[START Data for this exercise]

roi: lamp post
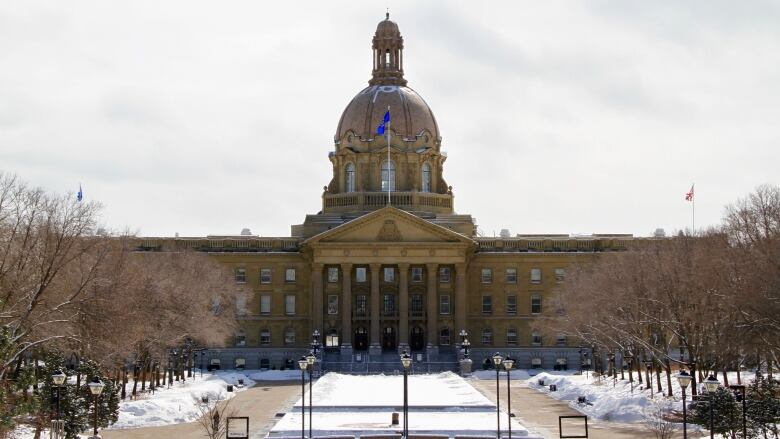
[89,377,105,439]
[493,352,504,439]
[298,357,309,439]
[677,370,693,439]
[306,353,317,438]
[704,374,720,439]
[503,358,515,439]
[401,351,412,439]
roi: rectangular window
[236,268,246,284]
[482,296,493,314]
[355,267,366,282]
[284,268,295,282]
[506,294,517,316]
[439,267,451,284]
[409,294,423,317]
[284,294,295,316]
[260,268,271,284]
[355,294,368,317]
[412,267,422,282]
[531,268,542,284]
[382,294,395,316]
[439,294,450,316]
[328,267,339,283]
[531,294,542,314]
[260,296,271,314]
[504,268,517,284]
[328,294,339,315]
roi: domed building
[138,14,636,372]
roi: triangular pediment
[305,207,474,245]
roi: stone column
[451,264,466,339]
[311,264,327,336]
[369,264,382,354]
[398,264,409,351]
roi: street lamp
[493,352,504,439]
[89,377,105,439]
[298,357,309,439]
[677,370,693,439]
[503,358,515,439]
[401,351,412,439]
[306,353,317,438]
[704,374,720,439]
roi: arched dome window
[422,163,431,192]
[382,160,395,192]
[344,163,355,192]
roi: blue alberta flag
[376,110,390,135]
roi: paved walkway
[469,379,701,439]
[100,381,301,439]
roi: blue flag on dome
[376,110,390,135]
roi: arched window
[344,163,355,192]
[382,160,395,192]
[422,163,431,192]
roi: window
[328,294,339,315]
[385,267,395,282]
[260,329,271,346]
[482,268,493,284]
[355,294,368,317]
[328,267,339,283]
[504,268,517,284]
[355,267,366,282]
[260,296,271,314]
[506,328,517,346]
[382,160,395,192]
[439,294,450,316]
[284,294,295,316]
[284,328,295,345]
[482,328,493,346]
[506,294,517,315]
[409,294,423,317]
[531,294,542,314]
[531,268,542,284]
[284,268,295,282]
[344,163,355,192]
[260,268,271,284]
[412,267,422,282]
[439,328,450,346]
[439,267,450,283]
[382,294,395,315]
[422,163,431,192]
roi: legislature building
[139,14,635,372]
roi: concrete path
[469,379,702,439]
[100,381,301,439]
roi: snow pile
[111,371,255,428]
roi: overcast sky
[0,0,780,236]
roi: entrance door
[382,326,395,351]
[355,326,368,351]
[409,326,425,351]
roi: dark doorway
[382,326,395,351]
[409,326,425,351]
[355,326,368,351]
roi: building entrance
[355,326,368,351]
[409,326,425,351]
[382,326,395,351]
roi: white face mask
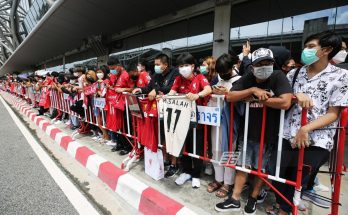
[253,65,273,80]
[332,50,348,64]
[179,66,192,78]
[97,73,104,79]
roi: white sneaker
[105,140,116,146]
[192,178,201,188]
[175,173,191,185]
[313,183,330,192]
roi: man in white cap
[215,48,292,214]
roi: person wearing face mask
[137,59,148,75]
[92,66,111,146]
[282,57,296,74]
[125,63,151,93]
[168,53,212,188]
[215,48,292,214]
[268,31,348,215]
[330,37,348,65]
[132,54,178,100]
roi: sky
[48,5,348,71]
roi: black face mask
[131,75,138,81]
[87,77,95,83]
[219,73,232,81]
[57,78,64,84]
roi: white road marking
[0,96,99,215]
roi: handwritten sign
[197,105,221,126]
[84,83,98,96]
[93,98,106,108]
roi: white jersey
[163,98,196,157]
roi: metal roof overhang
[0,0,348,74]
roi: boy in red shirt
[169,53,212,188]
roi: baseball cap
[251,48,274,64]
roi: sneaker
[244,196,257,215]
[192,178,201,188]
[204,163,213,175]
[302,190,331,208]
[215,198,240,212]
[111,144,123,152]
[118,147,132,156]
[92,136,100,141]
[54,120,62,125]
[164,165,179,178]
[105,140,116,146]
[257,189,267,204]
[313,183,330,192]
[175,173,191,185]
[163,160,171,167]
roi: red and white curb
[1,91,197,215]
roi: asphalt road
[0,102,78,215]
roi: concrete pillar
[97,55,109,67]
[213,0,231,58]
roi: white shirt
[284,64,348,151]
[208,71,241,107]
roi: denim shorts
[237,140,271,172]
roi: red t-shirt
[172,74,209,105]
[137,99,158,152]
[115,70,129,88]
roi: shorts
[237,140,271,172]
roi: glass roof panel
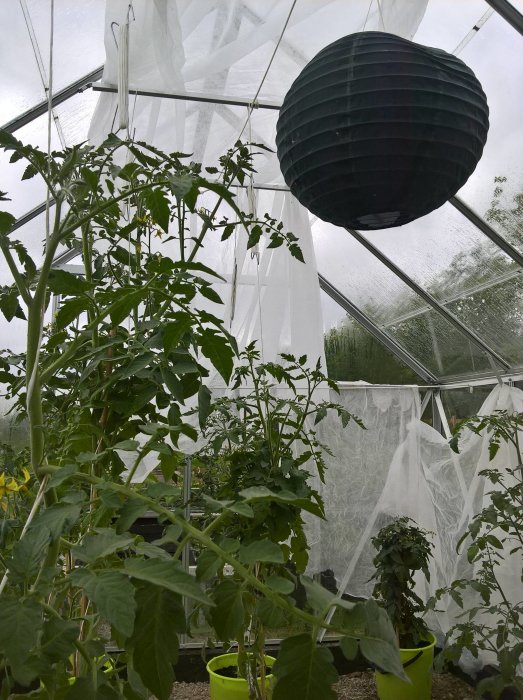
[0,114,61,218]
[313,223,498,377]
[321,291,424,384]
[450,13,523,251]
[26,0,105,92]
[55,90,98,146]
[0,2,45,126]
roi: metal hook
[127,0,136,24]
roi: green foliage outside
[325,177,523,394]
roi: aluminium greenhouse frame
[2,0,523,416]
[2,0,523,647]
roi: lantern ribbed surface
[276,32,489,230]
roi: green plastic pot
[207,653,276,700]
[376,634,436,700]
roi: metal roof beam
[346,228,510,369]
[318,274,439,384]
[91,83,281,110]
[383,269,523,328]
[0,66,104,134]
[449,197,523,267]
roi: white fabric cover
[309,384,523,671]
[90,0,427,370]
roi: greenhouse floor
[171,671,474,700]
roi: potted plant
[0,132,401,700]
[371,517,436,700]
[429,411,523,700]
[196,344,359,700]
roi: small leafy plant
[372,517,433,649]
[196,344,361,698]
[431,411,523,698]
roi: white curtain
[309,385,523,671]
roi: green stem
[0,238,33,308]
[56,467,356,641]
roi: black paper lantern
[276,32,489,230]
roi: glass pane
[441,385,493,430]
[55,90,98,146]
[27,0,105,92]
[0,114,61,218]
[459,13,523,252]
[321,292,424,384]
[0,2,45,124]
[366,204,523,365]
[313,222,496,377]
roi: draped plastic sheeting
[309,385,523,670]
[90,0,426,362]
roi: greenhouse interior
[0,0,523,700]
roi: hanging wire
[452,7,494,56]
[236,0,298,141]
[376,0,385,31]
[247,114,265,362]
[26,0,54,430]
[363,0,374,31]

[END Data for this exercise]

Render all of the material above as a Markdown table with the columns Row and Line, numbering each line and skipping blank ones. Leave the pictures out.

▸ **Written answer**:
| Row | Line |
|---|---|
| 1 | roi: lamp post |
| 2 | [89,377,105,439] |
| 3 | [493,352,504,439] |
| 4 | [298,357,309,439] |
| 5 | [677,370,693,439] |
| 6 | [306,353,317,438] |
| 7 | [704,374,720,439] |
| 8 | [503,358,515,439] |
| 9 | [401,351,412,439] |
| 10 | roi: rectangular window |
| 11 | [236,268,246,284] |
| 12 | [482,296,493,314] |
| 13 | [355,267,366,282] |
| 14 | [284,268,295,282] |
| 15 | [506,294,517,316] |
| 16 | [439,267,451,284] |
| 17 | [409,294,423,317] |
| 18 | [284,294,295,316] |
| 19 | [260,268,271,284] |
| 20 | [355,294,368,317] |
| 21 | [412,267,422,282] |
| 22 | [531,268,542,284] |
| 23 | [382,294,395,316] |
| 24 | [439,294,450,316] |
| 25 | [328,267,339,283] |
| 26 | [531,294,542,314] |
| 27 | [260,296,271,314] |
| 28 | [504,268,517,284] |
| 29 | [328,294,339,315] |
| 30 | roi: domed building |
| 31 | [138,14,636,372] |
| 32 | roi: triangular pediment |
| 33 | [305,207,474,245] |
| 34 | roi: stone column |
| 35 | [451,264,466,339] |
| 36 | [311,264,327,336] |
| 37 | [369,264,382,354] |
| 38 | [398,264,409,351] |
| 39 | roi: street lamp |
| 40 | [493,352,504,439] |
| 41 | [89,377,105,439] |
| 42 | [298,357,309,439] |
| 43 | [677,370,693,439] |
| 44 | [503,358,515,439] |
| 45 | [401,351,412,439] |
| 46 | [306,353,317,438] |
| 47 | [704,374,720,439] |
| 48 | roi: arched dome window |
| 49 | [422,163,431,192] |
| 50 | [382,160,395,192] |
| 51 | [344,163,355,192] |
| 52 | roi: blue alberta flag |
| 53 | [376,110,390,135] |
| 54 | roi: paved walkway |
| 55 | [469,379,701,439] |
| 56 | [100,381,301,439] |
| 57 | roi: blue flag on dome |
| 58 | [376,110,390,135] |
| 59 | roi: arched window |
| 60 | [344,163,355,192] |
| 61 | [382,160,395,192] |
| 62 | [422,163,431,192] |
| 63 | roi: window |
| 64 | [328,294,339,315] |
| 65 | [385,267,395,282] |
| 66 | [260,329,271,346] |
| 67 | [482,268,493,284] |
| 68 | [355,294,368,317] |
| 69 | [328,267,339,283] |
| 70 | [504,268,517,284] |
| 71 | [355,267,366,282] |
| 72 | [260,296,271,314] |
| 73 | [506,328,517,346] |
| 74 | [382,160,395,192] |
| 75 | [439,294,450,316] |
| 76 | [284,294,295,316] |
| 77 | [284,328,295,345] |
| 78 | [482,328,493,346] |
| 79 | [506,294,517,315] |
| 80 | [409,294,423,317] |
| 81 | [531,294,542,314] |
| 82 | [531,268,542,284] |
| 83 | [284,268,295,282] |
| 84 | [344,163,355,192] |
| 85 | [260,268,271,284] |
| 86 | [412,267,422,282] |
| 87 | [439,328,450,346] |
| 88 | [439,267,450,283] |
| 89 | [382,294,395,315] |
| 90 | [422,163,431,192] |
| 91 | roi: legislature building |
| 92 | [139,14,635,372] |
| 93 | roi: concrete path |
| 94 | [469,379,702,439] |
| 95 | [100,381,301,439] |
| 96 | roi: snow pile |
| 97 | [111,371,255,428] |
| 98 | roi: overcast sky |
| 99 | [0,0,780,236] |
| 100 | roi: entrance door |
| 101 | [382,326,395,351] |
| 102 | [355,326,368,351] |
| 103 | [409,326,425,351] |
| 104 | roi: dark doorway |
| 105 | [382,326,395,351] |
| 106 | [409,326,425,351] |
| 107 | [355,326,368,351] |
| 108 | roi: building entrance |
| 109 | [355,326,368,351] |
| 110 | [409,326,425,351] |
| 111 | [382,326,395,351] |
| 112 | roi: white face mask |
| 113 | [253,65,273,80] |
| 114 | [332,50,348,64] |
| 115 | [179,66,192,78] |
| 116 | [97,73,104,79] |
| 117 | roi: white sneaker |
| 118 | [105,140,116,146] |
| 119 | [192,178,201,188] |
| 120 | [175,173,191,185] |
| 121 | [313,183,330,192] |
| 122 | roi: man in white cap |
| 123 | [215,48,292,214] |
| 124 | roi: person wearing face mask |
| 125 | [137,59,148,75] |
| 126 | [92,66,111,146] |
| 127 | [282,57,296,74] |
| 128 | [125,63,151,93] |
| 129 | [168,53,212,188] |
| 130 | [215,48,292,214] |
| 131 | [268,31,348,215] |
| 132 | [330,37,348,65] |
| 133 | [132,54,178,100] |
| 134 | roi: sky |
| 135 | [48,5,348,71] |
| 136 | roi: black face mask |
| 137 | [131,75,138,81] |
| 138 | [87,77,95,83] |
| 139 | [219,73,232,81] |
| 140 | [57,78,64,84] |
| 141 | roi: white road marking |
| 142 | [0,96,99,215] |
| 143 | roi: handwritten sign |
| 144 | [197,105,221,126] |
| 145 | [84,83,98,96] |
| 146 | [93,98,106,108] |
| 147 | roi: white jersey |
| 148 | [163,98,196,157] |
| 149 | roi: metal roof overhang |
| 150 | [0,0,348,74] |
| 151 | roi: boy in red shirt |
| 152 | [169,53,212,188] |
| 153 | roi: baseball cap |
| 154 | [251,48,274,64] |
| 155 | roi: sneaker |
| 156 | [244,196,257,215] |
| 157 | [192,178,201,188] |
| 158 | [204,163,213,175] |
| 159 | [302,190,331,208] |
| 160 | [215,198,240,212] |
| 161 | [111,144,123,152] |
| 162 | [118,147,132,156] |
| 163 | [92,136,100,141] |
| 164 | [54,120,62,125] |
| 165 | [164,165,179,178] |
| 166 | [105,140,116,146] |
| 167 | [257,189,267,204] |
| 168 | [313,183,330,192] |
| 169 | [175,173,191,185] |
| 170 | [163,160,171,167] |
| 171 | roi: red and white curb |
| 172 | [1,91,197,215] |
| 173 | roi: asphalt road |
| 174 | [0,102,78,215] |
| 175 | roi: concrete pillar |
| 176 | [97,55,109,67] |
| 177 | [213,0,231,58] |
| 178 | roi: white shirt |
| 179 | [284,64,348,151] |
| 180 | [208,71,241,107] |
| 181 | roi: denim shorts |
| 182 | [237,140,271,172] |
| 183 | roi: red t-shirt |
| 184 | [172,74,209,105] |
| 185 | [137,99,158,152] |
| 186 | [115,70,129,88] |
| 187 | roi: shorts |
| 188 | [237,140,271,172] |
| 189 | roi: glass roof panel |
| 190 | [0,114,61,218] |
| 191 | [313,223,498,377] |
| 192 | [321,291,424,384] |
| 193 | [450,13,523,251] |
| 194 | [26,0,105,92] |
| 195 | [55,90,98,146] |
| 196 | [0,2,45,126] |
| 197 | roi: metal hook |
| 198 | [127,0,136,24] |
| 199 | roi: green foliage outside |
| 200 | [325,177,523,394] |
| 201 | roi: aluminium greenhouse frame |
| 202 | [2,0,523,416] |
| 203 | [2,0,523,647] |
| 204 | roi: lantern ribbed surface |
| 205 | [276,32,489,230] |
| 206 | roi: green plastic pot |
| 207 | [207,653,276,700] |
| 208 | [376,634,436,700] |
| 209 | roi: metal roof beam |
| 210 | [346,228,510,369] |
| 211 | [318,274,439,384] |
| 212 | [91,83,281,110] |
| 213 | [383,269,523,328] |
| 214 | [0,66,104,134] |
| 215 | [449,197,523,267] |
| 216 | roi: white fabric cover |
| 217 | [309,384,523,671] |
| 218 | [90,0,427,370] |
| 219 | roi: greenhouse floor |
| 220 | [171,671,474,700] |
| 221 | roi: potted plant |
| 222 | [0,132,401,700] |
| 223 | [371,517,436,700] |
| 224 | [429,411,523,700] |
| 225 | [196,344,359,700] |
| 226 | roi: small leafy plant |
| 227 | [372,517,433,649] |
| 228 | [196,344,361,698] |
| 229 | [431,411,523,698] |
| 230 | roi: white curtain |
| 231 | [309,385,523,671] |
| 232 | roi: green stem |
| 233 | [0,238,33,308] |
| 234 | [56,467,356,641] |
| 235 | roi: black paper lantern |
| 236 | [276,32,489,230] |
| 237 | roi: glass pane |
| 238 | [441,385,493,430] |
| 239 | [55,90,98,146] |
| 240 | [27,0,105,92] |
| 241 | [0,114,61,218] |
| 242 | [459,13,523,252] |
| 243 | [321,292,424,384] |
| 244 | [0,2,45,124] |
| 245 | [366,204,523,365] |
| 246 | [313,222,496,377] |
| 247 | roi: draped plastic sheeting |
| 248 | [309,385,523,670] |
| 249 | [90,0,426,362] |
| 250 | roi: greenhouse interior |
| 251 | [0,0,523,700] |
| 252 | roi: hanging wire |
| 253 | [452,7,494,56] |
| 254 | [236,0,298,141] |
| 255 | [376,0,385,31] |
| 256 | [247,114,265,362] |
| 257 | [26,0,54,430] |
| 258 | [363,0,374,31] |